======== STUDY TEXT
To start Sign Your Name, I’ve posted each of the significant days that I logged on Facebook starting with Gail’s last day: July 29th 2018.

To put these posts in a proper chronological order, I’ve had to date this entry before she passed but, of course, in reality it was written in 2019.

Original posts taken from social media are denoted by italics. If I’ve wanted to explain something further or add comments then these are in standard font. After working on this for six months, I launched the site proper on the first anniversary of Gail’s passing. I can’t feel I can do anything else for her that will mean so much.

When I’ve caught up with what I feel are the relevant social media posts – I feel they are significant in that they reflected my moods and feelings at the time – I’ll spend some more time on grief and what I’ve learned about it.

Be aware though, this blog has no answers. As I keep getting told ‘Everyone is different’. It’s just that I found aspects that no-one told me about and no-one seemed to understand. All I want to do is document how I felt – I hate the word ‘journey’ in this context but insert it here if you wish – create a blog to honour Gail and have something to refer too if anyone asks.

This could quite easily become a blog about healthcare and the strains on the NHS but I’ll try to avoid that and just say that Gail suffered from SLE – System Lupus Erythematosus – better known as Lupus; an evil auto-immune disease for which there is no cure, in which the body fights itself thinking it has diseases it hasn’t got. I’ve written an article or two on it and I may point you in the direction of that later but, for the time being, let’s just say Gail was in constant pain but bore it with an incredible stoicism that I could only marvel at.

Part of Lupus is that it attacks various organs at will and one of the common ailments is a ‘fatty liver’. This is the liver of a heavy drinker and one with which the person having that liver had probably better stay away from alcohol. Gail didn’t. It was part of her personality to be the life and soul. She was vibrant, attractive, fun to be around and seemed to dance in a spotlight that was permanently on her.

She did – as they say – ‘like a drink’. Not in a way that would mean she came home in a wheelbarrow at 3am – she never did anything like that – nor was she ever out of control and stupid. But she might have two when I’d have one. We talked about it, of course, but she was determined to live her life to the full, aware that she had been diagnosed having ‘very low prospects for a long life’ when she was still in her 20’s. She was 56 in July 2018.
================
*TASK OBJECTIVE:*
Carry on the account of Gail and her Lupus, continuing from its last sentence.
======== DATA EXCERPTS
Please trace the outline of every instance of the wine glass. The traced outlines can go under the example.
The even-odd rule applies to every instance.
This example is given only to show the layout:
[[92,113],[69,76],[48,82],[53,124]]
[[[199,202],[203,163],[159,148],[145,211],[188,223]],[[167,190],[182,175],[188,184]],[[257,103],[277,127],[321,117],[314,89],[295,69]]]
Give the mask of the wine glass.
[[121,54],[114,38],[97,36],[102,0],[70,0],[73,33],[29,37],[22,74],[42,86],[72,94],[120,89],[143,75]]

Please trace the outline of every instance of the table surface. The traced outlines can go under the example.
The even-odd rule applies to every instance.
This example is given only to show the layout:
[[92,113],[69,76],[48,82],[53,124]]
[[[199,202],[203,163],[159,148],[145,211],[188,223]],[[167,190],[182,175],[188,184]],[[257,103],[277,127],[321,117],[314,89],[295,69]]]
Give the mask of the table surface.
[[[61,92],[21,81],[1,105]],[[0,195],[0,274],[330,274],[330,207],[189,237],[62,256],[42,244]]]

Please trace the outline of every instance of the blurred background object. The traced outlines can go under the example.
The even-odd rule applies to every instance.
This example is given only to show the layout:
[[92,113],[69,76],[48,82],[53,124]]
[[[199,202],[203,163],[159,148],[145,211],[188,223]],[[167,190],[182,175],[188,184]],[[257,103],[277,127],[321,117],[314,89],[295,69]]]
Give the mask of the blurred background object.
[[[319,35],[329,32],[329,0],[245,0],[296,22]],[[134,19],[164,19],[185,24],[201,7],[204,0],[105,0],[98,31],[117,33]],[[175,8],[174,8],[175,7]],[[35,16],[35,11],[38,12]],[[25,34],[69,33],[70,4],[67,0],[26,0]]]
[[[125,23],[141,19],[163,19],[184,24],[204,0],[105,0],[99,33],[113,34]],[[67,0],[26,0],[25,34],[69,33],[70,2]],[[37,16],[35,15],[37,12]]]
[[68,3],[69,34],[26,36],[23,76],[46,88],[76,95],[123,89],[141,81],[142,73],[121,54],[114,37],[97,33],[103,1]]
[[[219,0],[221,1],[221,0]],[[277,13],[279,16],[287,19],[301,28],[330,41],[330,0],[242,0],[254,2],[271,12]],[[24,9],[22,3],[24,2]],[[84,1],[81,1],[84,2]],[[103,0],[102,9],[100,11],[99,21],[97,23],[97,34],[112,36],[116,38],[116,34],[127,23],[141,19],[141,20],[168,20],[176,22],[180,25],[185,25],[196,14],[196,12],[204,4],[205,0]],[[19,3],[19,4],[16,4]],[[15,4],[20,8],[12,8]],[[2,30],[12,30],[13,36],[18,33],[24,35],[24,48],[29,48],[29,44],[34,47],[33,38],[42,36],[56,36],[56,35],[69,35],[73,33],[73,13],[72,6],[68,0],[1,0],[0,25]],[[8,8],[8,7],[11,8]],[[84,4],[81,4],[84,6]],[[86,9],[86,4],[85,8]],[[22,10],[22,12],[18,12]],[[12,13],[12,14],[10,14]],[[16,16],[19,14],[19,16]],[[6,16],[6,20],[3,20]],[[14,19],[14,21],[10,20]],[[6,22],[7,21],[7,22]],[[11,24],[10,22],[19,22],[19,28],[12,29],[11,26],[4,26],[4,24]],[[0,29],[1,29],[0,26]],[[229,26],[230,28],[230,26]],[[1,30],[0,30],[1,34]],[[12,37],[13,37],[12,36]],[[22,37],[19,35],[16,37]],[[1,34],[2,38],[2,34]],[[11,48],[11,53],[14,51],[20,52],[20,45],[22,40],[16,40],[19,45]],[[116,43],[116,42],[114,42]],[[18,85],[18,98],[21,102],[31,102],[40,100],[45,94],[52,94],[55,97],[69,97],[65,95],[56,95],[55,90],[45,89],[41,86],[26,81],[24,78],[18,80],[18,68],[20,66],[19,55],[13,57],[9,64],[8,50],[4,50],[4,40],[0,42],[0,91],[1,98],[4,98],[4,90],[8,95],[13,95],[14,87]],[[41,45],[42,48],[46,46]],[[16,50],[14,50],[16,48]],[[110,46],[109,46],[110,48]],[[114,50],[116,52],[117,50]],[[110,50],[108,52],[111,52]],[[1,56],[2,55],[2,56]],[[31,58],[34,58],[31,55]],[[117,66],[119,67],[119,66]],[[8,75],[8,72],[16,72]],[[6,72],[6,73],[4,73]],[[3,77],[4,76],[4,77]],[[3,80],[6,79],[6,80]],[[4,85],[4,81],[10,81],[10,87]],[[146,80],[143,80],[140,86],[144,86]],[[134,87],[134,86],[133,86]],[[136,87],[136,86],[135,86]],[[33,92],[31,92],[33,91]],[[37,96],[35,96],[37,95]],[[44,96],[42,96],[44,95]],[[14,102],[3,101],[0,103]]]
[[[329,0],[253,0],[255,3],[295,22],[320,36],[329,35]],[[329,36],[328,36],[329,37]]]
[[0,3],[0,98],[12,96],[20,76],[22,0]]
================
*RESPONSE BELOW:*
Ultimately though, Lupus attacked her liver badly in late 2017 and she was diagnosed with Cirrhosis or End Stage Liver Disease in spring of the following year. It’s then you find the person who was so desperate to live life on their own terms suddenly wants it to go on a bit longer. She’d had spells before where she’d just stop drinking – hardly the actions of an alcoholic I’d suggest – but she stopped completely in the autumn of 2017. Gail was fighting hard throughout the summer and it says much for her spirit and determination that, although she was unwell, the end came as a shock for me and also, it was confirmed later, the Doctors.

When I left her on the evening of Saturday 28th, I stopped off to speak to a Doctor and ask how she was doing. “She’s very ill, of course, but we just need to balance things and get her stable, then we can get on with improving her health”. “We’ll get there” he called out as I closed the door. It was likely had she survived this she would have had a liver transplant as the hospital were happy that she wasn’t an alcoholic, had given up when needed and could lead a normal life with a new liver.

I didn’t get to the hospital in time the following morning. I’d had the ‘You might want to get here’ call but, unfortunately, my local hospital where she’d been for the previous month, just five minutes drive away, had transferred her to Addenbrooke’s in Cambridge on the previous afternoon. Cambridge was an hour’s plus drive.

I have a reputation for never being on time. I even missed my wife’s death.